Description of the task —
Without the pictures, set down every line of the data exactly.

Data excerpts —

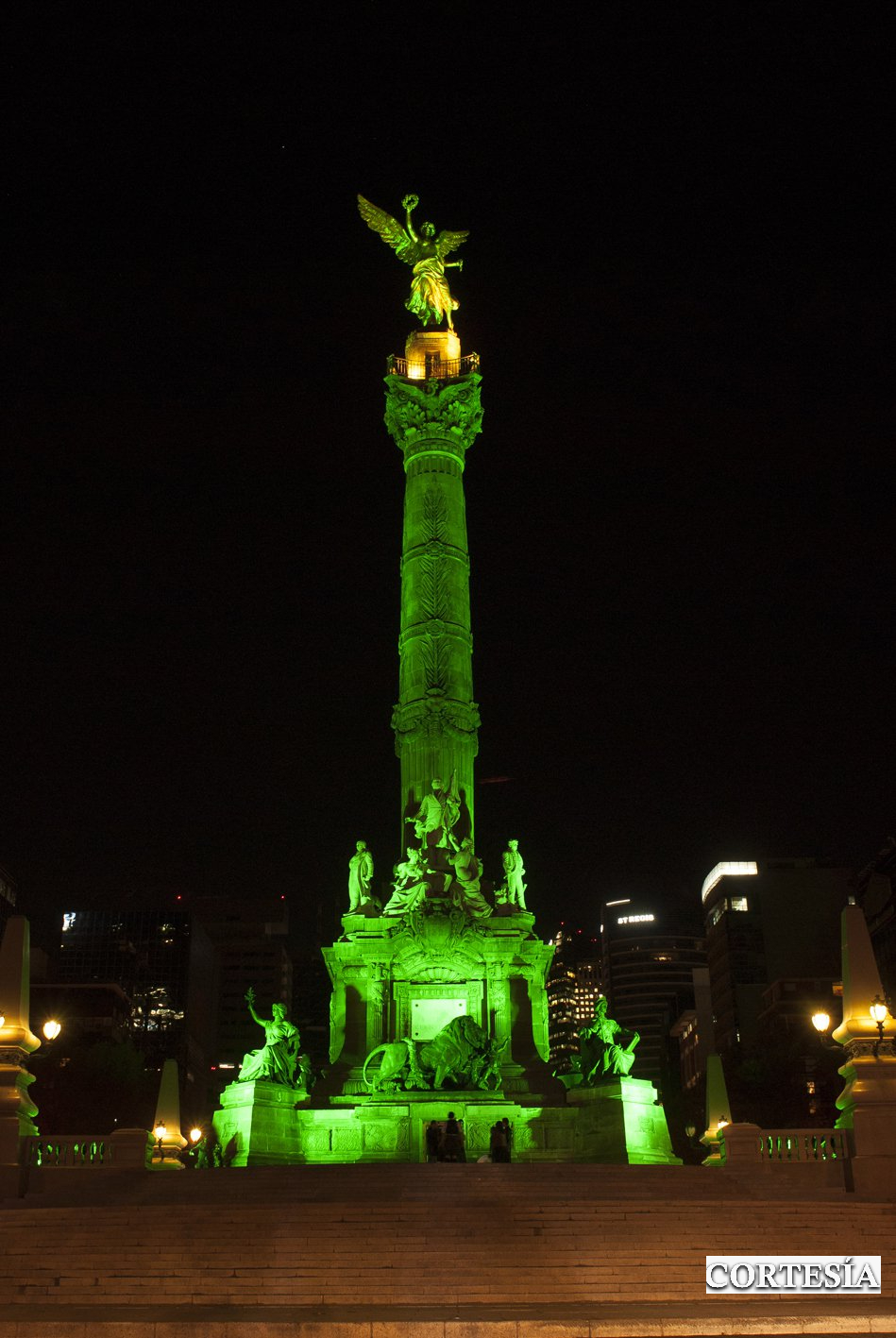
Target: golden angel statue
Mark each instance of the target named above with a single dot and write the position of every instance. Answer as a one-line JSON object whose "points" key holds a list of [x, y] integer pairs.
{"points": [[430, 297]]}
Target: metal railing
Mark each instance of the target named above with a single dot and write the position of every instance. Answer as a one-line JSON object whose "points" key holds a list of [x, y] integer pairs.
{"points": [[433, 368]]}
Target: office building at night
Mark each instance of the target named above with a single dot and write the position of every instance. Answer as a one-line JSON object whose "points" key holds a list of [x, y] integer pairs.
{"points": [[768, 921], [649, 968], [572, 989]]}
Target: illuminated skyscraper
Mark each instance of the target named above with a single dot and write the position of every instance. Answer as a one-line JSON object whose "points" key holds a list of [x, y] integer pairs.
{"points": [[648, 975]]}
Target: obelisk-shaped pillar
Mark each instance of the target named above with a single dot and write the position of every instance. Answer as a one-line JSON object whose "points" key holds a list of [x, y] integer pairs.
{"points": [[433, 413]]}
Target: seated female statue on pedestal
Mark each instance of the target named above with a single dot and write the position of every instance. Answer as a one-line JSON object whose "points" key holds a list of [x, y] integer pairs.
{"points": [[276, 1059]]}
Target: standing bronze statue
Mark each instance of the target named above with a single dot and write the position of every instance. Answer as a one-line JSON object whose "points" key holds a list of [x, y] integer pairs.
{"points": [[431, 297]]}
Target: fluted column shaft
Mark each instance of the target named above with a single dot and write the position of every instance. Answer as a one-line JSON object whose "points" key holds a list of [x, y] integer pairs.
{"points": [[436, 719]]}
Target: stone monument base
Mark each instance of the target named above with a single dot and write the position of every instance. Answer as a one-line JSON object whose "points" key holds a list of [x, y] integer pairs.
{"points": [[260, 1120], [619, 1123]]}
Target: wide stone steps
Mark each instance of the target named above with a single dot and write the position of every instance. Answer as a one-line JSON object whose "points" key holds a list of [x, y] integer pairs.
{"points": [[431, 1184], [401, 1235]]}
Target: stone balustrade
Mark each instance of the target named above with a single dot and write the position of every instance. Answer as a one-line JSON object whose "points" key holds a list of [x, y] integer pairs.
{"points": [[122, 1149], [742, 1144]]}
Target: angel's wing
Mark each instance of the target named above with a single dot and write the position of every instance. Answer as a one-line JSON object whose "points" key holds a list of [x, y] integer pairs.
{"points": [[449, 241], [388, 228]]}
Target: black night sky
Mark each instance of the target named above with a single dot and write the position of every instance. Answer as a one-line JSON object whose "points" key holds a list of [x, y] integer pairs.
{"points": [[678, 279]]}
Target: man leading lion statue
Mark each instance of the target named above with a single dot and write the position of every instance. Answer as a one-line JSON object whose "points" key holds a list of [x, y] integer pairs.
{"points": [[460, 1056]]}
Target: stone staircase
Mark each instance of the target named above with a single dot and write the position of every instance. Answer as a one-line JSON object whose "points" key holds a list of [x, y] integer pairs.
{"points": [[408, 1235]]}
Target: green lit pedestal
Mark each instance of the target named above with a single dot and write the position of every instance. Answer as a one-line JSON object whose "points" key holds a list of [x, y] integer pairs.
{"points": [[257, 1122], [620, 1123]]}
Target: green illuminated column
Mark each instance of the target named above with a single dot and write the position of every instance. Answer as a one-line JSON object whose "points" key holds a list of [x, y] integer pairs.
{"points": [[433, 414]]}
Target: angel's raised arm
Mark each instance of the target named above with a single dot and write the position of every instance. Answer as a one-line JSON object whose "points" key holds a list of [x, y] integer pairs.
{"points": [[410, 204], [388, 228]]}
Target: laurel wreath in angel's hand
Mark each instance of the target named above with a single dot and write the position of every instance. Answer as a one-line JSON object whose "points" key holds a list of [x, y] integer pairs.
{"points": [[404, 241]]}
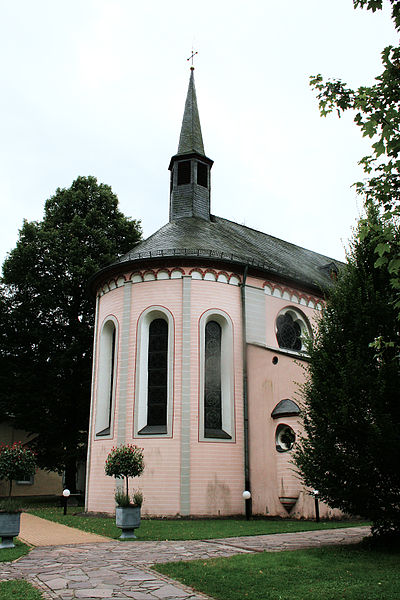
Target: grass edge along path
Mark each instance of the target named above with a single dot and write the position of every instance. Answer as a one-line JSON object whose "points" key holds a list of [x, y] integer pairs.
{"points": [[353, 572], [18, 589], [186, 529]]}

Exercise result —
Target: golden angel statue
Mark each instance of the target named above with a single dot and write the position of every instance. Answer as a one-line JSON object whose "points" key holds a list of [x, y] integer pairs.
{"points": [[430, 297]]}
Target: metal railing
Mark each instance of the target named above with a single dot and write the position of every instance. Answer as a one-line JSON object whose "points" key holds a list of [x, y] integer pairs.
{"points": [[433, 368]]}
Target: office building at night
Mark each instance of the target named above with a single dot and write the position of every instance. Answer as a one-line JSON object whose "points" key holds a list of [x, y] integer pairs.
{"points": [[768, 921], [649, 968], [572, 989]]}
Target: illuminated skyscraper
Mark each instance of the target named above with a single dot and write the position of every instance. Answer as a one-line JSON object whose "points" key holds a list of [x, y] integer pairs.
{"points": [[648, 975]]}
Target: obelisk-shaped pillar
Mark each instance of the target named above with a single dot and write the position of every instance. Answer as a one-line JSON object whose "points" key holds a list of [x, y] integer pairs.
{"points": [[433, 413]]}
Target: seated female statue on pedestal
Mark each instance of the target named above with a single dot and write the position of every instance. Answer as a one-line JSON object whose "points" key holds a list of [x, y] integer pairs.
{"points": [[276, 1059]]}
Target: standing bronze statue
Mark each instance of the target named above with a single dot and write the position of every instance. Answer as a one-line JSON object whose "points" key holds a list of [x, y] integer pairs.
{"points": [[431, 297]]}
Target: fluted column shaft
Mark each instance of the target named above with a single dot and write the position of every instance. Answer as a one-line JSON object whose "points" key holds a list of [x, y] integer pairs.
{"points": [[436, 719]]}
Target: stone monument base
Mark each instance of the target named above with a single dot and write the position of every instance. Answer as a one-line JSON object whose "points" key holds a list of [x, y] integer pairs.
{"points": [[260, 1120], [619, 1123]]}
Target: wide stone steps
Mark each instance of the target named above with a single dot and write the position of every instance. Answer as a one-line JSON object whose "points" key holds a list of [x, y] integer pairs.
{"points": [[431, 1184], [401, 1235]]}
Target: stone balustrade
Mark each instance of the target named above with a single dot and write the position of every instance. Answer as a one-line JSON object whose "points" key holds a list of [x, y] integer pairs.
{"points": [[122, 1149], [742, 1144]]}
Target: angel's wing
Mark each instance of the target named above with a single dot and write the position of every instance. Answer as a one-line JSON object whose "points" key holds a list of [x, y] integer pairs.
{"points": [[449, 241], [388, 228]]}
Target: black night sky
Mark each instance of the target named above with a single dot and write the position of every instance. Answer as a one-line JSON object whose "points" key holds a list of [x, y] integer pairs.
{"points": [[678, 279]]}
Target: man leading lion statue
Mark each instance of the target named above with a single dot and write the position of every instance. Answer as a one-line JSON object whose "points" key holds a list of [x, y] integer pairs.
{"points": [[460, 1056]]}
Target: stone staircase
Mark each instance of the target named above with a single dot and write the position of every instance. Answer as a one-line JSON object whose "points" key holds a list of [x, y] integer pairs.
{"points": [[408, 1235]]}
Target: green lit pedestal
Mark each instance of the target named above with a single dot and write the position of every instance. Answer as a one-line JSON object whose "points" key holds a list of [x, y] integer pairs.
{"points": [[257, 1122], [620, 1123]]}
Target: green illuminated column
Mark each instance of the target named above with a single dot and write the position of every instance. Answer as a one-line JSON object whose "points" key holds a list of [x, y] integer pairs.
{"points": [[433, 414]]}
Target: angel's raised arm
Mark each instance of the target named above with a single dot and write the position of every instance. Answer as a one-line JSON object whose "points" key holds a list of [x, y] integer pairs.
{"points": [[410, 204], [388, 228]]}
Target: laurel wreath in angel's hand
Mark each instance of the target named above with a single dot and write the position of every instance. Answer as a one-line JSON object whose "points" key holds a list of [x, y] integer pairs.
{"points": [[404, 241]]}
Target: grass edge along path
Mark each instance of the target named above with a single dot and write the position of every instance. Answer as a one-line JSON object whose "points" key holds a list of [x, y] integer pairs.
{"points": [[353, 572], [18, 589], [186, 529]]}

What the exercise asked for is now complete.